**Stated goal 1**
Duplicate the lines of the listing below, from the line holding "Is there any blue" through the line holding "left=0, top=0, right=600, bottom=154", inclusive.

**Passage given**
━━━━━━━━━━━━━━━━━━━━━━━━━━━━━━

BojarLab/glycowork: v1.0.0

Daniel Bojar; Jon Lundstrøm; lthomes; Kathryn; rburkholz; viktoriakarlsson

doi:10.5281/zenodo.10255536

Published December 4, 2023 | Version v1.0.0

Software Open

BojarLab/glycowork: v1.0.0

Change Log

Added a Zenodo badge, to have a release-specific doi for glycowork

glycan_data

Updated sugarbase database; sugarbase is now pickled, so literal evaluations are necessary
Harmonized glycan column names across generated dataframes; all use 'glycan' now, 'target' has been deprecated

loader

Updated motif_list to be compatible with new position encoding
Added Internal_LewisX and Internal_LewisA to motif_list (renamed LewisX and LewisA to Terminal_LewisX and Terminal_LewisA, correspondingly)
Made df_species static again to speed up package import
Added find_nth_reverse helper function that finds the starting index of the nth occurrence of a substring from the end of the string
Added remove_unmatched_brackets helper function to strip unmatched opening or closing brackets from glycan strings

motif

Added more masses to mz_to_composition.csv / mass_dict: Acetonitrile, Formate, Cl-, HCO3-, and NH4+

processing

Extended canonicalize_iupac to cases like "NeuGcα3Galβ3(NeuAcα6)GalNAcol" and even more modification formulations, e.g., "6S-GlcNAc"

━━━━━━━━━━━━━━━━━━━━━━━━━━━━━━

**The input**
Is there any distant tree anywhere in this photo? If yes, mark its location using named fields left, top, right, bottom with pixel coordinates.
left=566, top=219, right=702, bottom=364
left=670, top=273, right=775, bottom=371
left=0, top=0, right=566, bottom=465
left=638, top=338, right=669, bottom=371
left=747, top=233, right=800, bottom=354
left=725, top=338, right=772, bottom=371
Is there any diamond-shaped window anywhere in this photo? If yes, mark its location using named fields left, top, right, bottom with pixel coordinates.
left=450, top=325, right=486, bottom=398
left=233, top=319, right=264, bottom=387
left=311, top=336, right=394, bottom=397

━━━━━━━━━━━━━━━━━━━━━━━━━━━━━━

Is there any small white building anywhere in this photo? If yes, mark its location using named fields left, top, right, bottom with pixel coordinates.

━━━━━━━━━━━━━━━━━━━━━━━━━━━━━━

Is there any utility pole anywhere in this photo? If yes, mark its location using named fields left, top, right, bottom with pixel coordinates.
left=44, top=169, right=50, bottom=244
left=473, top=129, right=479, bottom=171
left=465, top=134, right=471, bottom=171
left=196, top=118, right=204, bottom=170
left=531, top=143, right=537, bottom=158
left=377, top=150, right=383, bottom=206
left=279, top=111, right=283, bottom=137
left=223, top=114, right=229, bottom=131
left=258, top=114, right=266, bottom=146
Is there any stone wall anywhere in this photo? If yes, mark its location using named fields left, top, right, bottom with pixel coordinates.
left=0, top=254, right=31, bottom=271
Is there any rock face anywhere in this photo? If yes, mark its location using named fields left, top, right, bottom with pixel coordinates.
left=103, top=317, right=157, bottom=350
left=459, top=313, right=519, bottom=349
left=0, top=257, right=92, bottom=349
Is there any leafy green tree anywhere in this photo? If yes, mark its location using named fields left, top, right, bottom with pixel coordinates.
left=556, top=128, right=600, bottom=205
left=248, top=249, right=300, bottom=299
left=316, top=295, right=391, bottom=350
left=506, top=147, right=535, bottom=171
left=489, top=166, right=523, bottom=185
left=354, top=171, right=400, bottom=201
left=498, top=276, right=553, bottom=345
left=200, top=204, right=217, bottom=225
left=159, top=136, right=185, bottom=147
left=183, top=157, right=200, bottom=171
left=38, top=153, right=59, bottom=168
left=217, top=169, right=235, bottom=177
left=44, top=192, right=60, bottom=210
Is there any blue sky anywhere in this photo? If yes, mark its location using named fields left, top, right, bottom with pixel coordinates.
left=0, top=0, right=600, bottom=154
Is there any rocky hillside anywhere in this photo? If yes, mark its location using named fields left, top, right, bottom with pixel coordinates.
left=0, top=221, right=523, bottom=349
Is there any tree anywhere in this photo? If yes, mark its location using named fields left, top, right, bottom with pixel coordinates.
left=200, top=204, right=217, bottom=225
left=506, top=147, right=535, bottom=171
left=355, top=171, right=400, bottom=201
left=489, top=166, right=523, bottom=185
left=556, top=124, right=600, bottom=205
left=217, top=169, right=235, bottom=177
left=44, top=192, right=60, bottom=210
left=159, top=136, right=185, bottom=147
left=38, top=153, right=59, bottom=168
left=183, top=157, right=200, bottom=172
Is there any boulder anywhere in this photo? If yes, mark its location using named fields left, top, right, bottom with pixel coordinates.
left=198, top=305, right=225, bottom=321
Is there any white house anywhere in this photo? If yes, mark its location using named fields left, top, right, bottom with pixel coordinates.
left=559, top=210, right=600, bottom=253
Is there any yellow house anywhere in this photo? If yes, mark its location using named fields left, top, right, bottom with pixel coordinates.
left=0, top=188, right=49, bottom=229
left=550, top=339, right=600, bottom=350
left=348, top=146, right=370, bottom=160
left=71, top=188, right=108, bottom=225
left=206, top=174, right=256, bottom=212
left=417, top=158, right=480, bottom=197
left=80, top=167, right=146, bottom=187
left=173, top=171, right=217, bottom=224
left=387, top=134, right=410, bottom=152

━━━━━━━━━━━━━━━━━━━━━━━━━━━━━━

**Stated goal 2**
Pick up the glycowork v1.0.0 change log where it stops.

**Expected answer 1**
Is there any blue sky anywhere in this photo? If yes, mark its location using named fields left, top, right, bottom with pixel coordinates.
left=0, top=0, right=600, bottom=154

**Expected answer 2**
Added canonicalize_composition to convert compositions formatted either in the style of HexNAc2Hex1Fuc3Neu5Ac1 or N2H1F3A1 into dictionaries used by glycowork
Added GalNAc4S to permitted reducing end monosaccharides for O-linked glycans in enforce_class
MissForest now has a maximum number of iterations and will check for convergence each iteration (immediately finishing upon converging), yielding some speed-ups in most cases
The output of min_process_glycans no longer contains empty strings for glycans ending in a linkage
Updated choose_correct_isoform to be compatible with change in min_process_glycans
Added get_possible_linkages to retrieve linkages matching a wildcarded linkage
Added get_possible_monosaccharides to retrieve monosaccharides matching a monosaccharide type (HexNAc, etc.)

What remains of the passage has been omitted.